- [出典文書]
紀行

東海自然歩道を歩く(62)
奈良 山の辺の道を歩く

 平成30年4月6日 池内淑皓

2017年9月27日(曇り)前日奈良駅前のホテルに泊まり、今日は近鉄線の大和朝倉駅からスタートして、山の辺の道を辿り、石上神宮(いそのかみじんぐう)をゴールとする計画、この道は飛鳥から奈良に向かう日本最古の道だと云う。
ゆっくり昔の街道を歩いてみよう、もちろん東海自然歩道もこの道を利用している。

山の辺の道(東海自然歩道が兼ねる) 大和朝倉~天理まで  (地図:奈良県,景観・自然環境課)

奈良駅から桜井駅に出て、近鉄線の大和朝倉駅で下車する。昨日少し飲み過ぎたから遅めのスタートとした。
県道(R199)に出て、海柘榴市(つばいち)集落に向かう。

「右なら道・左いせ道」の道標
海柘榴市集落入口に昔の道標があった。今の金谷は古代からの交通の要衝で、飛鳥から奈良へ
「山の辺の道」、飛鳥から長谷へ「初瀬街道」、榛原から「伊勢街道」、大坂、河内、和泉から 
「竹の内街道」がここに集まってくる。

「海柘植市集落」この辺りは欽明天皇の磯城島金刺の宮が置かれた所で、当時桜井からこの辺りは大陸からの交流地点で「敷島の大和」と言い、日本国の称号と呼ばれる中心地であった。 
街道の要衝の地でもあったから市も開かれ、たいそう賑わったと言う。

「仏教伝来の地」 552年百済から初めて仏教が公式に伝えられた場所となっている。
難波津から大和川を溯って、仏教がここに上陸したと伝わる。

「金谷の石仏」古くは貞観時代(859)、新しくても鎌倉時代の彫刻と云われる(重文)。
右は釈迦像、左は如来像。 右側の石は古墳石室内の石棺の蓋が使われている。

「平等寺」 もとは大神神社の神宮寺で聖徳太子創建と伝える古刹、明治の廃仏毀釈で廃寺となったが、のち再建された。

飛鳥の町を望む。  日本武尊皇子が詠まれる
「大和は国のまほろば、たたなづく青垣 やまごもれる大和し うるわし」

大神神社にて記念に一枚。

「大神神社」 三輪明神とも言う。日本最古の神社。 お酒の神様
祭神:大物主の命。本殿はなく、背後の三輪山全体を御神体山と称す。 
大和の国一宮。 三輪の地は大和文化発祥の地
拝殿は寛文四年(1664)徳川家綱公の再建(重文)

「狭井神社」 花鎮社とも呼ばれ、病気を鎮める神。境内には「狭井の御神水」が湧く

山の辺の道は古代産業道路として、村々を繋ぎながら奈良に向かった、飛鳥から平城京へ35km。
所どころ古の道に出会える。

古事記にも書かれている道、奈良盆地の東側の山地の裾を巻くように南北に貫く。

神社群から離れると、山里に入り風情が増す(柵は防鹿用)

竹藪の縁を通ったり

           
集落の入口には無人販売があったり

奈良は柿が名産で、至る所に柿の実が熟していた。

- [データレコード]

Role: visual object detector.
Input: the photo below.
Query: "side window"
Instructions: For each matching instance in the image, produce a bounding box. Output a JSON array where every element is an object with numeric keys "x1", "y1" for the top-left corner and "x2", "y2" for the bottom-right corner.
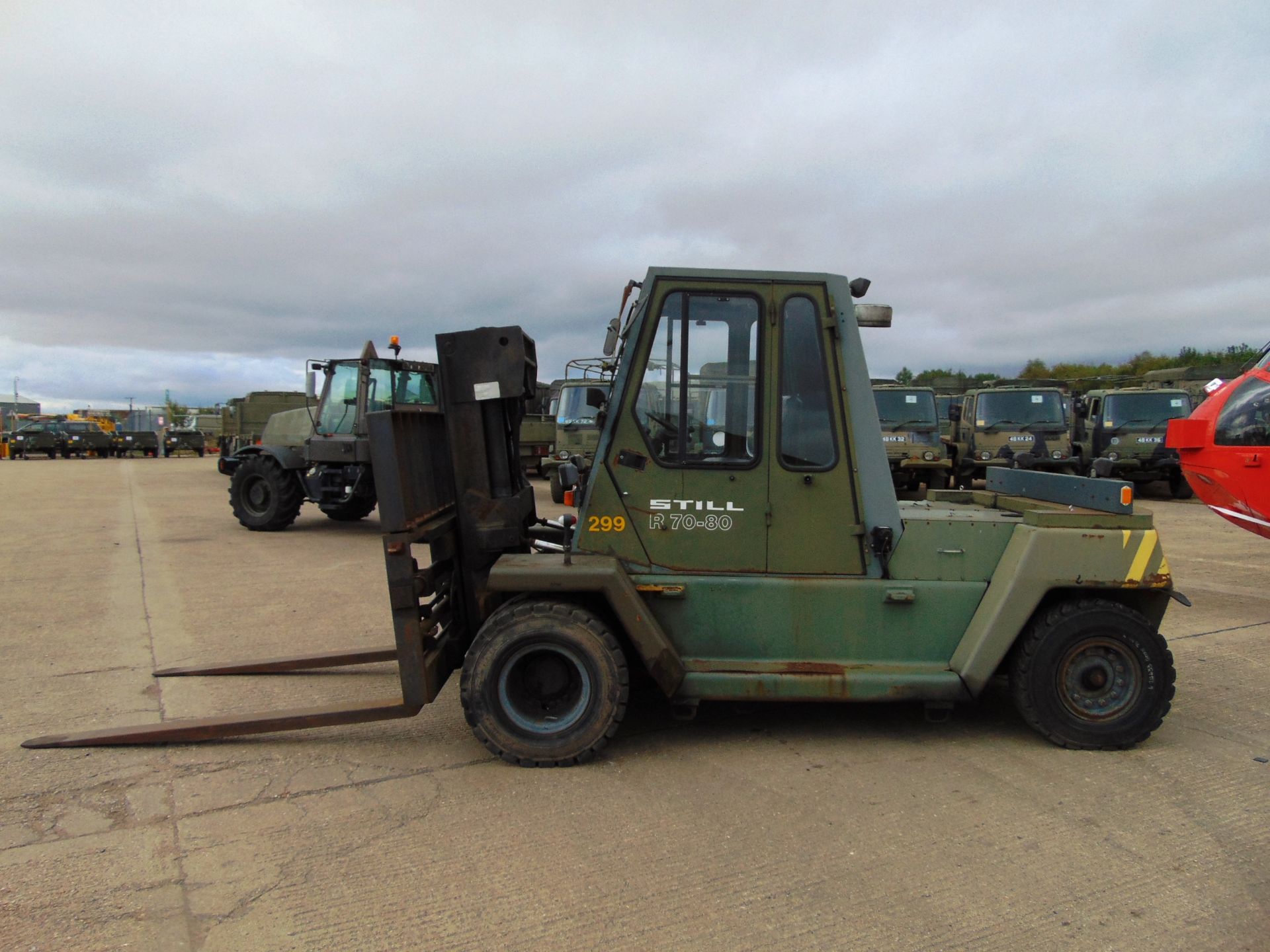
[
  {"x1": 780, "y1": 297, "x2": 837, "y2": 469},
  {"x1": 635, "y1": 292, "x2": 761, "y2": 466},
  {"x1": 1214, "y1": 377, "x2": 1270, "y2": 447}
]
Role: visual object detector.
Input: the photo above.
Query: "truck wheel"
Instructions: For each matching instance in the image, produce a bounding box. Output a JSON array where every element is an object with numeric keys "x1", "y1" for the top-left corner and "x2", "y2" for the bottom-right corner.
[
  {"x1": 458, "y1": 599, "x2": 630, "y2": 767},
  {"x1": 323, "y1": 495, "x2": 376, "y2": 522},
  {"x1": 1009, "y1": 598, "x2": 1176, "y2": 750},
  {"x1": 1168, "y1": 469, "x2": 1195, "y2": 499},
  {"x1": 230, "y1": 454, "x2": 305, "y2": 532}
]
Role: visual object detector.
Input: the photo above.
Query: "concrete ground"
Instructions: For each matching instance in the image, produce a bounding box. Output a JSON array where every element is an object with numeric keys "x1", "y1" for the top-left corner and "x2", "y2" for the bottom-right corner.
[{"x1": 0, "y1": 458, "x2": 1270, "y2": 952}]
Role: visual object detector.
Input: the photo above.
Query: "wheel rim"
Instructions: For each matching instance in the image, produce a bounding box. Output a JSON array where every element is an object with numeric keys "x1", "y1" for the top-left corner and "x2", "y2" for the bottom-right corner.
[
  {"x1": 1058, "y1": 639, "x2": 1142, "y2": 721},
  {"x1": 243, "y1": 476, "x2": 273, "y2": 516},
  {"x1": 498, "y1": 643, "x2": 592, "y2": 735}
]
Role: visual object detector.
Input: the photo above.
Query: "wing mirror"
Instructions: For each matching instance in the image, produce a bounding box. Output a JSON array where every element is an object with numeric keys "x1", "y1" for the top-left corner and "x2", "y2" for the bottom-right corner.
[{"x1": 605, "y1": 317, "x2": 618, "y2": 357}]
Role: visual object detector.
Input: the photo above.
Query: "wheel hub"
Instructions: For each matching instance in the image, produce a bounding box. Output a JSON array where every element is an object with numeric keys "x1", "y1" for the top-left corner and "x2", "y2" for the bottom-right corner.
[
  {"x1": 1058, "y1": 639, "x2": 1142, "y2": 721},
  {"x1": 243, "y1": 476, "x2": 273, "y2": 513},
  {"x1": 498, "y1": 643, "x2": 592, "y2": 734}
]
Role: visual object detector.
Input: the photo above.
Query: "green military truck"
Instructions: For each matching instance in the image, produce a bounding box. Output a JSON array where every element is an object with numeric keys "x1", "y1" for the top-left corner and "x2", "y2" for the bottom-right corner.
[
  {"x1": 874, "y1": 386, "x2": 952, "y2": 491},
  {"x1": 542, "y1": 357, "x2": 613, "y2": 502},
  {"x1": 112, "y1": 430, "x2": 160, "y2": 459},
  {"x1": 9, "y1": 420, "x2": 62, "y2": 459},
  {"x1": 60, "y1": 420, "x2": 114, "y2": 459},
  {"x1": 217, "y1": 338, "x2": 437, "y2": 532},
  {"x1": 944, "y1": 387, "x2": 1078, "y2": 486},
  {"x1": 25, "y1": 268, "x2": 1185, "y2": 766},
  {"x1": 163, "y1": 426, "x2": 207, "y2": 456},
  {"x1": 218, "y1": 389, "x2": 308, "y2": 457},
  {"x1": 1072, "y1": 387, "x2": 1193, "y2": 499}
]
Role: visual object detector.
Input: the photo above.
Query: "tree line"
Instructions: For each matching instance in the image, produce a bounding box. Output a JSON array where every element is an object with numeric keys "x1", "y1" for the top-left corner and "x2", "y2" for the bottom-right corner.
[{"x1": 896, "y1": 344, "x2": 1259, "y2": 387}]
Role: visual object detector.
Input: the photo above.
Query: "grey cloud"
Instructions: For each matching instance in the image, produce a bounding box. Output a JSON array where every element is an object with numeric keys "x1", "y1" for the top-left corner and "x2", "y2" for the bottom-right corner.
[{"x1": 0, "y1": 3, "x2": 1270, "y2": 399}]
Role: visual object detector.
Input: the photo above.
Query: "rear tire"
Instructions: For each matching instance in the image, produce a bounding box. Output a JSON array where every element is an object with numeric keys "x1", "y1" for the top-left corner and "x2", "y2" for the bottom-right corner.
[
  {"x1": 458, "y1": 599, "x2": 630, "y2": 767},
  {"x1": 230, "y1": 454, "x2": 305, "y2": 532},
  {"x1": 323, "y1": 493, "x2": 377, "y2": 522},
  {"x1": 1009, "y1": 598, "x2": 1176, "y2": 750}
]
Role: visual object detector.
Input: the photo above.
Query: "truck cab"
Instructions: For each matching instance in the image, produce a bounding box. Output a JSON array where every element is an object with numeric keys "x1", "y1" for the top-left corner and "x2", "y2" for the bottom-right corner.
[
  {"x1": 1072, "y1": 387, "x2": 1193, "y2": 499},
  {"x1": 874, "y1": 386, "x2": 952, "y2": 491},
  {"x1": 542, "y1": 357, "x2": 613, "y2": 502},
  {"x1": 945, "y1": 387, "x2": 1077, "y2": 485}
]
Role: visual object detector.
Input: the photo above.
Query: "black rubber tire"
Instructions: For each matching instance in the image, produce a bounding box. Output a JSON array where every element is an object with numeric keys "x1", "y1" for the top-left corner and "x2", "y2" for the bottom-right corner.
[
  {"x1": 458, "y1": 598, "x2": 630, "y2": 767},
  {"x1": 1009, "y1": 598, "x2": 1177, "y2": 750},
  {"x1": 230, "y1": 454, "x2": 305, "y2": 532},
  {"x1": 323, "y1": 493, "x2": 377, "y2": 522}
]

...

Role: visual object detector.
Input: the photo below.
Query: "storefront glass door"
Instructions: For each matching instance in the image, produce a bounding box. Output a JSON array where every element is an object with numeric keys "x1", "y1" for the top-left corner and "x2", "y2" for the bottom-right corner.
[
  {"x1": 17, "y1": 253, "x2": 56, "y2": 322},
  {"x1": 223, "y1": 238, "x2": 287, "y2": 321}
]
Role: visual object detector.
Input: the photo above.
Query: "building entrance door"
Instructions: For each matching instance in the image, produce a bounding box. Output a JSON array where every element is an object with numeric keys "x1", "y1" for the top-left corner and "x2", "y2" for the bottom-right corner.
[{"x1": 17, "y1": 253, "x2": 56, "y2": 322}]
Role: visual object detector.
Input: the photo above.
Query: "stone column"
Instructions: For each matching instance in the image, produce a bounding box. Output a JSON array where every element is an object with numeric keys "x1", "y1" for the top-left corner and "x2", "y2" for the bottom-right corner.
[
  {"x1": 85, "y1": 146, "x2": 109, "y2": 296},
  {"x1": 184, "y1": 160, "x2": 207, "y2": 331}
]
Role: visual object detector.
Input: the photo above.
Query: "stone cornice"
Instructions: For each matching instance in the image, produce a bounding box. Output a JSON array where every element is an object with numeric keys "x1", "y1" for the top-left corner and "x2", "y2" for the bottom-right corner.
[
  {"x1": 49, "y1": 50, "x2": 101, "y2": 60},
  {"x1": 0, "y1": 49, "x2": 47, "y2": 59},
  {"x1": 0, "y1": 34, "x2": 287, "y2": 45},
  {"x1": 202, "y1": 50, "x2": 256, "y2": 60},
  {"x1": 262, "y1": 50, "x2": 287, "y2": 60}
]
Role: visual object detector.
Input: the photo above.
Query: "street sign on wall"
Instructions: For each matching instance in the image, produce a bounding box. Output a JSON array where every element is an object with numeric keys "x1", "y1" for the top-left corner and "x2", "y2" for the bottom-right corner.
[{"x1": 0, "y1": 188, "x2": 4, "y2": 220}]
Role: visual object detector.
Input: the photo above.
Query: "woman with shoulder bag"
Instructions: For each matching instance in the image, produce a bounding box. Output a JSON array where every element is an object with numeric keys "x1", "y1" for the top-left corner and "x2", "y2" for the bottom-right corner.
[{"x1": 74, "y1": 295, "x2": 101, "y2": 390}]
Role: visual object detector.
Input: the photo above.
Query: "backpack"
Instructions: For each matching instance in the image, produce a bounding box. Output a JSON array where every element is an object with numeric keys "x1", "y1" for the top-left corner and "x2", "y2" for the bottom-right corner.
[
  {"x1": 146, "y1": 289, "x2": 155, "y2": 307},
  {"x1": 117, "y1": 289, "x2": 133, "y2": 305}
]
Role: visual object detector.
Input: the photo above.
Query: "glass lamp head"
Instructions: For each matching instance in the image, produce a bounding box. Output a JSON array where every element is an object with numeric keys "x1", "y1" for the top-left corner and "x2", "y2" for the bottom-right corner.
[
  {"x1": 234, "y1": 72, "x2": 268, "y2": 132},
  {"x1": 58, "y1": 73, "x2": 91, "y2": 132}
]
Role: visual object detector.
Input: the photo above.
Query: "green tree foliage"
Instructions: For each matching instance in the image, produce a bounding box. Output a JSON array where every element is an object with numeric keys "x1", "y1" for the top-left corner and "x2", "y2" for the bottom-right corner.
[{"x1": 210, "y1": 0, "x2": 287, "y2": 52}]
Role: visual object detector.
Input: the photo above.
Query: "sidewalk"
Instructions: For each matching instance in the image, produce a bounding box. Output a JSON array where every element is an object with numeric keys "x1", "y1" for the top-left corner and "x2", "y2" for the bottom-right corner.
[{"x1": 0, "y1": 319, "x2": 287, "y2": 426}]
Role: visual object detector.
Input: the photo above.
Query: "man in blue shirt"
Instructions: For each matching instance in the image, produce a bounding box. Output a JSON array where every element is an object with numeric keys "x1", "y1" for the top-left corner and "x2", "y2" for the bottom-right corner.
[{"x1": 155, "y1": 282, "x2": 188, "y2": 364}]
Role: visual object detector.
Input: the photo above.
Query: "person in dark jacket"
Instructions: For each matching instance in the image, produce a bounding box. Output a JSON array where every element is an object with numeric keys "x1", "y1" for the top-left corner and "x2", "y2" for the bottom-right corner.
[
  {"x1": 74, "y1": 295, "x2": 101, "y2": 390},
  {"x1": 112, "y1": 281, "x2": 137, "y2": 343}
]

--

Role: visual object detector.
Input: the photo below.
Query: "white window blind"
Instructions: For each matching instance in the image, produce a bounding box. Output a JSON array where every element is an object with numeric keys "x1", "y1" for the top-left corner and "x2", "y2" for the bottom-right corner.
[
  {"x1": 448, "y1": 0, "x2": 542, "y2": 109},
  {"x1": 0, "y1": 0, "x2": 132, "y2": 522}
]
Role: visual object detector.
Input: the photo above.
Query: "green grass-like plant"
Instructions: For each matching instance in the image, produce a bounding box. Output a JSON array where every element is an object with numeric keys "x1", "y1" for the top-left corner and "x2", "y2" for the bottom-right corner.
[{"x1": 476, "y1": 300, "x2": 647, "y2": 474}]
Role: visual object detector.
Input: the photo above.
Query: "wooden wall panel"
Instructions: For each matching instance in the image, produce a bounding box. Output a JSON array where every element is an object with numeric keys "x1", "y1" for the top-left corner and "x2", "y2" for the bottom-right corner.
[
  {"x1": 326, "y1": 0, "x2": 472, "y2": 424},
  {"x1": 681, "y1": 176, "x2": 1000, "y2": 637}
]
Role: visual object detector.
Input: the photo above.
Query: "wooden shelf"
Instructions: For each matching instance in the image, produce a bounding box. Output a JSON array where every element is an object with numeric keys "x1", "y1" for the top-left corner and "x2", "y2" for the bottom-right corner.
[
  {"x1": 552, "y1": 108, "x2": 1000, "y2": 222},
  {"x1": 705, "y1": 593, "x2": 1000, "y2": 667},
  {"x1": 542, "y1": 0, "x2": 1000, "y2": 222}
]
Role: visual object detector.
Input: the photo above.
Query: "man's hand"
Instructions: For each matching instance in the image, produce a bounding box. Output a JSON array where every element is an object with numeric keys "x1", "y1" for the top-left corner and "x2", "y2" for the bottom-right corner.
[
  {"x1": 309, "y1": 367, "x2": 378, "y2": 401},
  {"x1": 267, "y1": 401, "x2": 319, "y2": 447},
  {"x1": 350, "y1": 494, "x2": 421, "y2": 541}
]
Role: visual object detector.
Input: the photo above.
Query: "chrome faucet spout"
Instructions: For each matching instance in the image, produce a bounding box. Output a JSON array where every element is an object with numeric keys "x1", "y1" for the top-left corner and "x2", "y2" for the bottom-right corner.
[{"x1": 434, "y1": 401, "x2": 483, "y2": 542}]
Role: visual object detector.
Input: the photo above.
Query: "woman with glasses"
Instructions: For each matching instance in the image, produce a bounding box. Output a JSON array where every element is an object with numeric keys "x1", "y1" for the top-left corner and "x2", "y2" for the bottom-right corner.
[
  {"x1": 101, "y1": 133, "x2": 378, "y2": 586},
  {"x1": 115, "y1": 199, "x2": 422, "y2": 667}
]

- [取り組む課題]
a. 山の辺の道の紀行文をもとに、次の問いに答えてください。
(i) 筆者が歩き始めたのは何という駅ですか。
(ii) 百済から仏教が初めて公式に伝えられたのは何年ですか。
(iii) 大神神社の拝殿は、いつ誰によって再建されましたか。
b. 次の各文が山の辺の道の紀行文の内容と合っているかを判断し、決め手となる本文の語句を引用して答えてください。
(i) 山の辺の道は飛鳥から平城京まで35kmである。
(ii) 大神神社には本殿がある。
(iii) 平等寺は廃寺となったのち、再建されていない。
c. 山の辺の道の紀行文を、最後の文に続けて書き進めてください。

- [演習結果]
a.
(i) 近鉄線の大和朝倉駅
(ii) 552年
(iii) 寛文四年(1664)に徳川家綱公によって再建された

b.
(i) はい。「飛鳥から平城京へ35km」
(ii) いいえ。「本殿はなく、背後の三輪山全体を御神体山と称す」
(iii) いいえ。「明治の廃仏毀釈で廃寺となったが、のち再建された」

c.
          
「檜原神社」 三つ鳥居が有名、大神神社の摂社。 三輪山中にある磐座を御神体とする。
社殿はなく、三つの鳥居が横に連なった、独特な様式の三輪鳥居があるのみ。

「景行天皇の陵」(紀元前113~紀元71年) 第十二代天皇。「日本武尊の父」とも伝わる。
自ら九州に遠征し、熊襲を征伐したと伝える。

全長310mの前方後円墳、墳墓の周囲には環濠が残る、この陵は宮内庁が固く守っている。

この辺り、古墳群の間を縫うように道が付けられている風情ある古道だ。

「崇神天皇陵」 BC148~BC30、第十代天皇の陵。初めて大和朝廷の基盤を作ったと云われる。
全長242m、環濠が巡らされている。

         
崇神天皇の航空写真、左右に陪塚がある
天照(アマテラス)を追い出し、大物主(オオモノヌシ)を祀った、実在する最初の大王と言われるが、謎の多い人物。

「黒塚古墳」(国指定史跡) 天理市トレイルセンターから400m西にこの古墳がある。
この古墳から 「三角縁四神獣鏡」が出土した事で脚光を浴びた。

全長130mの小ぶりの前方後円墳であるが、近くには邪馬台国ではないかと云われる箸墓古墳がある。

棺が納められた「石棺」内部の状況(模型)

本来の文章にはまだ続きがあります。